Text to read:

Route information
- Maintained by SCDOT
- Length: 13.950 mi (22.450 km)

Major junctions
- South end: SC 261 in Wedgefield
- US 521 in Sumter; US 76 Bus. in Sumter; US 15 in Sumter;
- North end: US 378 in East Sumter

Location
- Country: United States
- State: South Carolina
- Counties: Sumter

Highway system
- South Carolina State Highway System; Interstate; US; State; Scenic;
| ← SC 760 |  | → SC 764 |

= South Carolina Highway 763 =

State highway in South Carolina, United States

South Carolina Highway 763 (SC 763) is a 13.950 mi state highway in the U.S. state of South Carolina. The highway connects Wedgefield and Sumter, via Cane Savannah and Millwood. It is signed north-south, but it travels east-west.

==Route description==
SC 763 begins at an intersection with SC 261 (South Kings Highway) in Wedgefield, Sumter County. It travels to the east-northeast, paralleling railroad tracks along its way. At the intersection with Tillman Nursery Road, it begins traveling along the northern edge of the Manchester State Forest. It skirts along the edge of the forest for approximately 1500 ft. At the intersection with Bullett Road, SC 763 leaves Wedgefield proper and begins skirting along the northern edge of the town. At Burnt Gin Road, it begins to travel along another section of the state forest. The highway stays along the edge of the forest for just under 1500 ft. When the highway crosses Cane Savannah Creek, it leaves Wedgefield and begins to travel along the northern edge of Cane Savannah. It crosses Hatchet Camp Branch. Just before it intersects St. Pauls Church Road, it curves to the northeast, leaves Cane Savannah, and crosses over the railroad tracks it parallels from its southern terminus. It heads to the east-southeast and travels through a small section of the city limits of Sumter. The highway then enters Millwood. It travels in a more easterly direction and intersects the western terminus of SC 441 (Loring Mill Road). Just before Wildwood Avenue, it leaves Millwood and re-enters Sumter. It then turns left onto SC 120 (Pinewood Road) just northeast of Millwood Elementary School. The two highways travel concurrently to the northeast. They cross over Second Millpond and split at Alice Drive. SC 763 travels through the Iris Gardens and crosses over Swan Lake. At Guignard Drive is an intersection with U.S. Route 521 (US 521). At Washington Street, US 76 Business (US 76 Bus.) starts a concurrency with SC 763. Five blocks later, they intersect US 15 (Lafayette Drive). They cross over some railroad tracks and split just north of Eastwood Park. SC 763 travels along the southern edge of East Sumter until it meets its northern terminus, a partial interchange with US 378 (Robert E. Graham Freeway/Myrtle Beach Highway).

Problem statement: Return, word for word, the passage of the South Carolina Highway 763 article starting at "South Carolina Highway 763 (SC" and ending at "it travels east-west.".

Supplied information:
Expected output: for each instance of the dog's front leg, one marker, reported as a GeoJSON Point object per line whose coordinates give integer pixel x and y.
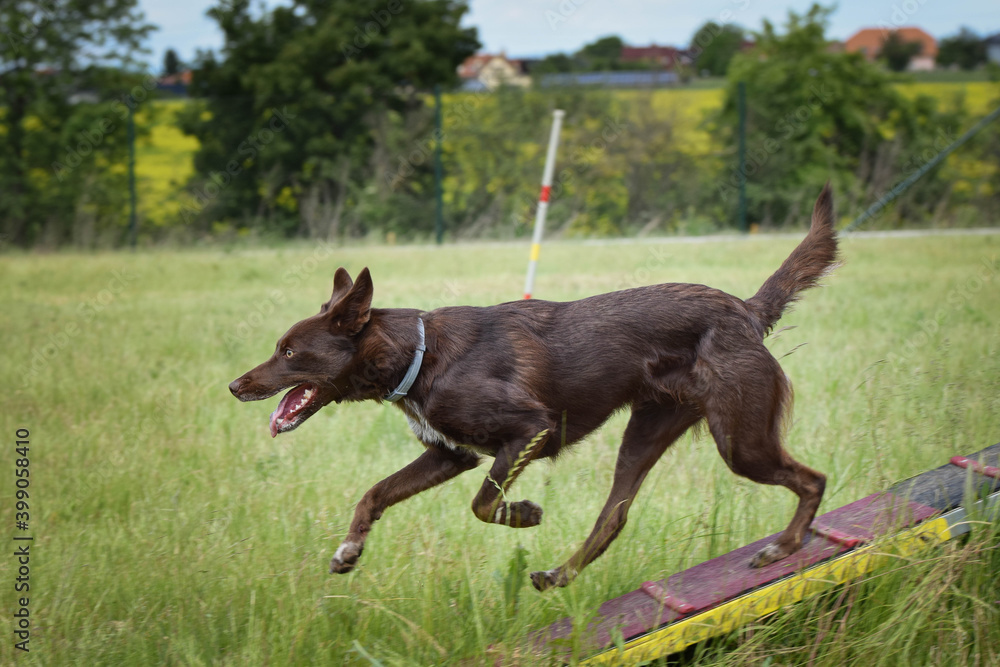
{"type": "Point", "coordinates": [490, 504]}
{"type": "Point", "coordinates": [433, 467]}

Solution for this task:
South Carolina Highway 763 (SC 763) is a 13.950 mi state highway in the U.S. state of South Carolina. The highway connects Wedgefield and Sumter, via Cane Savannah and Millwood. It is signed north-south, but it travels east-west.